EXERCISE AIM.
Which lines in the data contain the string "trace"? Pick out each one and copy the whole line, treating uppercase and lowercase as different.

EXERCISE MATERIAL.
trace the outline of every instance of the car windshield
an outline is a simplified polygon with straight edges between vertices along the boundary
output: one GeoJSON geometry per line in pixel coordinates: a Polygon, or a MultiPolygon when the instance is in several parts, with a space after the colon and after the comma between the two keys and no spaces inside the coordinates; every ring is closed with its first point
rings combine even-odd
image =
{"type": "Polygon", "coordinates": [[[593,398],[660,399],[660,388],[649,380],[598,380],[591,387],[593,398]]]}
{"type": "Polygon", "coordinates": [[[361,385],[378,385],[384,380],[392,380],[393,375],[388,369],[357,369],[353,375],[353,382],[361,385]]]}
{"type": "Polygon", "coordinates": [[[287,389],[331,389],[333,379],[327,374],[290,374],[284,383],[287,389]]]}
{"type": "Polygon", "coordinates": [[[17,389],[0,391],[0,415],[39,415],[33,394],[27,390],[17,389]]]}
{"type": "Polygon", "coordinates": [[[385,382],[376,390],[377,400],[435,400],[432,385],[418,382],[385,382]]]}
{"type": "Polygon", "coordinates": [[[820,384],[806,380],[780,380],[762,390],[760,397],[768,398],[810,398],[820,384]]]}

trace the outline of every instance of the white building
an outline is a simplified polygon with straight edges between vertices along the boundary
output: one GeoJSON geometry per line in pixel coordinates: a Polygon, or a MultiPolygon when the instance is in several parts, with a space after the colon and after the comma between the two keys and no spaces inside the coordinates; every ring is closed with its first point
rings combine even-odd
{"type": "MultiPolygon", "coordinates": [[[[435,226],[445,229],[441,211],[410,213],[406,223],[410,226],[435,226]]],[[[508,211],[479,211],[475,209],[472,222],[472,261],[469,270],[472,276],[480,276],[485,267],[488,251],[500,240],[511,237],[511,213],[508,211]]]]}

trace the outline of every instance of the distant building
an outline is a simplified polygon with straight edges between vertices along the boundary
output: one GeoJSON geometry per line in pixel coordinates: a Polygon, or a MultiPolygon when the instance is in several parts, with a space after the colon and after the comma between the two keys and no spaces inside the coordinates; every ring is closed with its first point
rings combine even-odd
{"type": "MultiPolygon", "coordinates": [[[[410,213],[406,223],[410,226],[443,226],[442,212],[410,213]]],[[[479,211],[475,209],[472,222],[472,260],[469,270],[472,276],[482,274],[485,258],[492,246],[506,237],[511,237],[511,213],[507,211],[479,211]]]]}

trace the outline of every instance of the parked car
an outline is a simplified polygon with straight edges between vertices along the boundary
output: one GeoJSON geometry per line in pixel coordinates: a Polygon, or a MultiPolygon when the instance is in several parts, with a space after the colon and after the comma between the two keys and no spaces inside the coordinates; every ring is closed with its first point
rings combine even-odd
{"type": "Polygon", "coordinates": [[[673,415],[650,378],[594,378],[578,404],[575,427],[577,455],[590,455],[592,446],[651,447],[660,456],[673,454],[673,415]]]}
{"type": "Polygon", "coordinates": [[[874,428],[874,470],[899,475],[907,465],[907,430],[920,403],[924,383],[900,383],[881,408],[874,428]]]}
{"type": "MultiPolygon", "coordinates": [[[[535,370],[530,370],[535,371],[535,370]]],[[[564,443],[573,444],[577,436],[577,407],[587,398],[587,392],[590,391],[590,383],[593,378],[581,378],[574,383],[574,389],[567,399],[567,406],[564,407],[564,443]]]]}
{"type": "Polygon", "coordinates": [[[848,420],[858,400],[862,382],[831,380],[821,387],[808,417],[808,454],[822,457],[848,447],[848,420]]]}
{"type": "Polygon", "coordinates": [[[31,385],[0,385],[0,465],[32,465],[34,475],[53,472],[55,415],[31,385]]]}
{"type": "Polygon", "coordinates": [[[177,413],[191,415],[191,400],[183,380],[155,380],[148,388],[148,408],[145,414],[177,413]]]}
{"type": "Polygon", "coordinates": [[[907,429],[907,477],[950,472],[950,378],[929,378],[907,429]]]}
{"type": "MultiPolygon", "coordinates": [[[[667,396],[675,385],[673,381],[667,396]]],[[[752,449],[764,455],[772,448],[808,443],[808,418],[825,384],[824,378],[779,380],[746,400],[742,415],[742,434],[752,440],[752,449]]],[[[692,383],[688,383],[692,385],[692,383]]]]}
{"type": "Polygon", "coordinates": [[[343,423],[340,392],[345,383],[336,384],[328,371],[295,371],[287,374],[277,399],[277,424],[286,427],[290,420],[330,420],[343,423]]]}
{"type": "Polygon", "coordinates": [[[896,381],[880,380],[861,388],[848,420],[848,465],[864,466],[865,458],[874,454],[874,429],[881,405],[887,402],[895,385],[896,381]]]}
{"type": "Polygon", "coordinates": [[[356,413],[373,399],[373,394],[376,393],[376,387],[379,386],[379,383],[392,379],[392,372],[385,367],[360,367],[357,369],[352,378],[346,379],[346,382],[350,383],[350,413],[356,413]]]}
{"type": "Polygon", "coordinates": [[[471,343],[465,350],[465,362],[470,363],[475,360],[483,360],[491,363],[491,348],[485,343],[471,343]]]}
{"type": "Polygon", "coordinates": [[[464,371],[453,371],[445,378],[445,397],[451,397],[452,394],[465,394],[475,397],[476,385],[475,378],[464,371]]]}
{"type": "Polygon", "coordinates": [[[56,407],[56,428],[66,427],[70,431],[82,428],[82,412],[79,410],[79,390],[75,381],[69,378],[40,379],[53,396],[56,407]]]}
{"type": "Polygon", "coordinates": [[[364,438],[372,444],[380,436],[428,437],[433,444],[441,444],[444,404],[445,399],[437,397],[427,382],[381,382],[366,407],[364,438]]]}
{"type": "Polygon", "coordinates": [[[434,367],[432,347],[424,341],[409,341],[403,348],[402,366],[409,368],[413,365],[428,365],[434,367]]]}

SOLUTION TO THE EXERCISE.
trace the outline of every instance of the car windshield
trace the outline of every instance of the white building
trace the outline of every instance of the distant building
trace the outline of every instance of the parked car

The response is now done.